## START PROVIDED RECORDS

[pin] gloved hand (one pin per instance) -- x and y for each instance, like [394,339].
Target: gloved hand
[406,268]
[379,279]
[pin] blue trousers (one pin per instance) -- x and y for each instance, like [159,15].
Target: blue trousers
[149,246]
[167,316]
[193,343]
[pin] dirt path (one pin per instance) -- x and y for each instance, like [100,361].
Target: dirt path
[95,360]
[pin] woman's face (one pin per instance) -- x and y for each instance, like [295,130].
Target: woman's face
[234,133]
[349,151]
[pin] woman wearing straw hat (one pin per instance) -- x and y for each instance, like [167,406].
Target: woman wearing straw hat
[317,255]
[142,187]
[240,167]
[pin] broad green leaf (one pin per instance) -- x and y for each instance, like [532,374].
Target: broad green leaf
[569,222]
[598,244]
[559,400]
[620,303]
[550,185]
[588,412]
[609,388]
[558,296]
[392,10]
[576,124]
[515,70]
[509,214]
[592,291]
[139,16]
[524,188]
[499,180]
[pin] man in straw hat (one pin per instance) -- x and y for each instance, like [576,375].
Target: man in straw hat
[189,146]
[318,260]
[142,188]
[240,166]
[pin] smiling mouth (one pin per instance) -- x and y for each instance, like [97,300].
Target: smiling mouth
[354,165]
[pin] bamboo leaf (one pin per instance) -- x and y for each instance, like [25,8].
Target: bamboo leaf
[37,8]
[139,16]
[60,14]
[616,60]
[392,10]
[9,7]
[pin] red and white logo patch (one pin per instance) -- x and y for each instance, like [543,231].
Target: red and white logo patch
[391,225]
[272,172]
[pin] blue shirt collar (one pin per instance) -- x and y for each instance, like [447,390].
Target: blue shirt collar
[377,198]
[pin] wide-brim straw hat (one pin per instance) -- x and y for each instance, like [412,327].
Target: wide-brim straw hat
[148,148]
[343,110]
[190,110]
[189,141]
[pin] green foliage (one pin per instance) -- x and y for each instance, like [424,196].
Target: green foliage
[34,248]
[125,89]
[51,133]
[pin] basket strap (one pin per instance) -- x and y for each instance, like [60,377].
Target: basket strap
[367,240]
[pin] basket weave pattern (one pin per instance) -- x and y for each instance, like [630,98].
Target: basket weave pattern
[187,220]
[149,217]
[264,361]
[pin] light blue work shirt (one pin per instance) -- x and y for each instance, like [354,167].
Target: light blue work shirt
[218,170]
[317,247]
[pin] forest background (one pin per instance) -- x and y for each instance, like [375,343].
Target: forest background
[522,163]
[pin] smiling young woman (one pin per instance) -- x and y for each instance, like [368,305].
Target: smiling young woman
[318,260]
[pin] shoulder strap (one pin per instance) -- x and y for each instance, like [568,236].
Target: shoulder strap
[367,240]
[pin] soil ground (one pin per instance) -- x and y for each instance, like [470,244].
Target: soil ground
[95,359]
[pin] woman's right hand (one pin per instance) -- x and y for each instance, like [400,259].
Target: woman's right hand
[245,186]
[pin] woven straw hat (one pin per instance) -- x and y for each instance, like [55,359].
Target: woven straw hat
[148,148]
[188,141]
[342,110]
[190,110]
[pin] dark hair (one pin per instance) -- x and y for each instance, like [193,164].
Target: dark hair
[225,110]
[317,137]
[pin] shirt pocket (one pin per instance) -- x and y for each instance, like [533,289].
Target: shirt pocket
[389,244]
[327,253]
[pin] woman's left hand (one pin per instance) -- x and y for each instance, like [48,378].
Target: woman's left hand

## END PROVIDED RECORDS

TASK INSTRUCTIONS: Please write out every line above word for word, with nothing added or changed.

TASK SOLUTION:
[pin] gloved hand (one pin per instance) -- x and y for each instance, like [394,339].
Target: gloved hand
[406,268]
[379,279]
[pin] blue trousers (one pin per instance) -- x and y for each instance, like [159,15].
Target: blue trousers
[149,246]
[167,316]
[193,343]
[pin] dirt path (one pin per instance) -- x and y for each instance, like [100,361].
Target: dirt path
[95,360]
[pin] woman's face (one pin per instance) -- x and y for each instance, like [295,130].
Target: woman's face
[234,133]
[349,151]
[pin] woman wearing straw hat (one pin per instance) -- x and y for each instance, like [167,406].
Target: woman wearing straw hat
[317,255]
[142,187]
[240,167]
[pin] broad green leaf (one pin per instance) -- x and y for each instance, like [532,374].
Target: broad green leaf
[569,222]
[598,244]
[559,400]
[620,303]
[550,185]
[588,412]
[609,388]
[558,296]
[392,10]
[576,124]
[515,70]
[509,214]
[592,291]
[139,16]
[524,188]
[499,180]
[pin] man in straw hat (one pin per instance) -- x and y for each instance, like [576,375].
Target: man in straw hat
[189,146]
[318,260]
[142,188]
[240,166]
[pin] smiling mouth (one pin per instance) -- x and y for each instance, like [97,300].
Target: smiling mouth
[354,165]
[pin] bamboo leaf (one pin per instance) -- x and y for each instance, like [25,8].
Target: bamboo leaf
[37,8]
[139,16]
[60,14]
[616,60]
[392,10]
[9,7]
[pin] red and white logo patch (one pin per instance) -- x and y for each instance, like [543,231].
Target: red and white logo patch
[391,225]
[272,172]
[pin] blue shirt collar (one pin per instance) -- x and y for each instance, like [447,390].
Target: blue shirt collar
[377,198]
[pin] wide-brim straw hat (one pin per instance) -- x and y for each instance, like [412,327].
Target: wide-brim straw hat
[148,148]
[343,110]
[190,110]
[189,141]
[pin] green foliage (one pin per instance) -- x and y for each instance, like [424,196].
Target: green foliage
[34,248]
[125,89]
[51,133]
[pin] basket strap (one pin per instance) -- x and y for each instance, like [60,377].
Target: basket strap
[367,240]
[pin] basket weave pattern (one pin per instance) -- x and y for each instance, like [630,98].
Target: basket weave pattern
[187,220]
[149,217]
[264,361]
[pin] light blue work shirt (one pin per instance) -- x and y for each instance, like [354,167].
Target: light blue work shirt
[218,170]
[317,247]
[pin] forest background (one pin per instance) -- x and y for each instance, like [375,343].
Target: forest background
[522,163]
[pin] smiling young woman (one pin per instance) -- x and y for each instance, like [368,305].
Target: smiling young woman
[318,260]
[pin] shoulder strap (one pin per instance) -- x and y for each instance, like [568,236].
Target: shoulder strap
[367,240]
[pin] soil ground (one pin per instance) -- x and y for each instance, like [470,244].
Target: soil ground
[95,359]
[pin] woman's right hand (one pin per instance) -- x and y for each instance, like [400,259].
Target: woman's right hand
[245,186]
[pin] woven straw hat (one pin per instance) -- x and y for each instance, like [55,359].
Target: woven straw hat
[148,148]
[188,141]
[342,110]
[190,110]
[pin] dark hair (one pin per instance) -- x and y for each instance, like [193,164].
Target: dark hair
[225,110]
[317,137]
[pin] shirt pocket (one pin per instance) -- x and y for each instance, like [533,289].
Target: shirt pocket
[389,244]
[327,253]
[pin] woman's left hand (one pin per instance) -- x and y for each instance, like [48,378].
Target: woman's left hand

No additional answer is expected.